AIM: Copy word for word the lines below, from the one containing "Detection brief: inspect the image and locate gray" through the one containing "(220, 104), (238, 281)".

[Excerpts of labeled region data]
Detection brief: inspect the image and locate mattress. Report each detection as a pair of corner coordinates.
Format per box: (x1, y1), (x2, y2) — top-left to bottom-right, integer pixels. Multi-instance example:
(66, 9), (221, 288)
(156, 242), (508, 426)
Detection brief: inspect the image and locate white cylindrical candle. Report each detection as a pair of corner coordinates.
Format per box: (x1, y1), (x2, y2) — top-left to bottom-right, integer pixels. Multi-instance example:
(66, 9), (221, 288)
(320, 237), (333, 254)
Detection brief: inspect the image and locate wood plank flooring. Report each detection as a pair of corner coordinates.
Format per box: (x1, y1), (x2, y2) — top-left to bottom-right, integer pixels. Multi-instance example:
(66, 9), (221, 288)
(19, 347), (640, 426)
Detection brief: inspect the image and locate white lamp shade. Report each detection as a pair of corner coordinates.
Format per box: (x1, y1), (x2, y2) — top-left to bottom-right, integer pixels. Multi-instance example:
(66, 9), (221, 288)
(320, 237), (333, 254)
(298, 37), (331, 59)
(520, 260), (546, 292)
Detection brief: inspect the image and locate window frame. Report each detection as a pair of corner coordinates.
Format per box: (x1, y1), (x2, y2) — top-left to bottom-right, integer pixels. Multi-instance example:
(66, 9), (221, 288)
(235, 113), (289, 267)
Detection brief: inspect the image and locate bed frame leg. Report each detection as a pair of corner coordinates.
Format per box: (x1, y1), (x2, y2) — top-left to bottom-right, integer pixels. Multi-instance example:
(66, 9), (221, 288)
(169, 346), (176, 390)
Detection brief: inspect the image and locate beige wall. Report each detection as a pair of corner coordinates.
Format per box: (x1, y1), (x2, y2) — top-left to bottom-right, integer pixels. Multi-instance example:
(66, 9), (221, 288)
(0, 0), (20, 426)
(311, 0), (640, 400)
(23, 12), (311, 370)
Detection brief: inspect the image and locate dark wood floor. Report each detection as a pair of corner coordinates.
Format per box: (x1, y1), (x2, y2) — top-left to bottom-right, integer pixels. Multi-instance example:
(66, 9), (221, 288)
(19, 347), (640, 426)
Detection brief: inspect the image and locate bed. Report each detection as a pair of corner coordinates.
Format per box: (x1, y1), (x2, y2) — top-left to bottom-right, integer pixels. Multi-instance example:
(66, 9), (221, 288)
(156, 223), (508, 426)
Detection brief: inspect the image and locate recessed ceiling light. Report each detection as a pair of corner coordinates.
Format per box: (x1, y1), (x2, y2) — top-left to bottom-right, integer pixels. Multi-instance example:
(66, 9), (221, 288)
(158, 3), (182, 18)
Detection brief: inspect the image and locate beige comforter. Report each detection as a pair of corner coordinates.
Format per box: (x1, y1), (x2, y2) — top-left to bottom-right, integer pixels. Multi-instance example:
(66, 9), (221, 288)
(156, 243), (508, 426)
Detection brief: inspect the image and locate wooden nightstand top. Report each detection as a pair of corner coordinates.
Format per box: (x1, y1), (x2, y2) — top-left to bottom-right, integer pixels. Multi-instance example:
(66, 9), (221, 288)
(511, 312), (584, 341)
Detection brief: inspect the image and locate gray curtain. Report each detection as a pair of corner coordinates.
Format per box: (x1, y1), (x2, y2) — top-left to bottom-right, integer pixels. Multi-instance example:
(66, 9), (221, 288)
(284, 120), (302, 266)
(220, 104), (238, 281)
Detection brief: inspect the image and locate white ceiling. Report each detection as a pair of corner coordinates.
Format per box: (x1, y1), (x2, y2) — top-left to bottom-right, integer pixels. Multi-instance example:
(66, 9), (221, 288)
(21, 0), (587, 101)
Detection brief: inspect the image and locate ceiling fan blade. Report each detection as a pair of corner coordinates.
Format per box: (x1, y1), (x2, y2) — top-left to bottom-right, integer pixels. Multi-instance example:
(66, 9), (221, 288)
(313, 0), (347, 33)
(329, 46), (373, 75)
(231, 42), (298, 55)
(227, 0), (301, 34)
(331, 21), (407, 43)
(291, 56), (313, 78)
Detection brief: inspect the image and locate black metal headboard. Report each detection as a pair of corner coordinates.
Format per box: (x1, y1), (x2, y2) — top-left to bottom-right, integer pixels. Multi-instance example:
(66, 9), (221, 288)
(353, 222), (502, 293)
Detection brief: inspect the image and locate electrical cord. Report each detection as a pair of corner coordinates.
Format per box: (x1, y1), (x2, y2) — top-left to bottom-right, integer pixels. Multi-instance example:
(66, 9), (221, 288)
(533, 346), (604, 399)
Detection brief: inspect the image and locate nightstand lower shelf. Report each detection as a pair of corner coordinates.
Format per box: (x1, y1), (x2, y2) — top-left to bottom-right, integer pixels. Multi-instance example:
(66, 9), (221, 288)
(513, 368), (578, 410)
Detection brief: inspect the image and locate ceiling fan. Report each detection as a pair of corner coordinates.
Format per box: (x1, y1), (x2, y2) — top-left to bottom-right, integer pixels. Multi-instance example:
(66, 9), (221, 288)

EXERCISE RESULT:
Detection brief: inspect the image and locate gray curtain. Report each detection as a pair of corner coordinates.
Format per box: (x1, y1), (x2, y2) — top-left to bottom-right, integer pixels. Multi-instance example:
(66, 9), (221, 288)
(284, 120), (302, 266)
(220, 104), (238, 281)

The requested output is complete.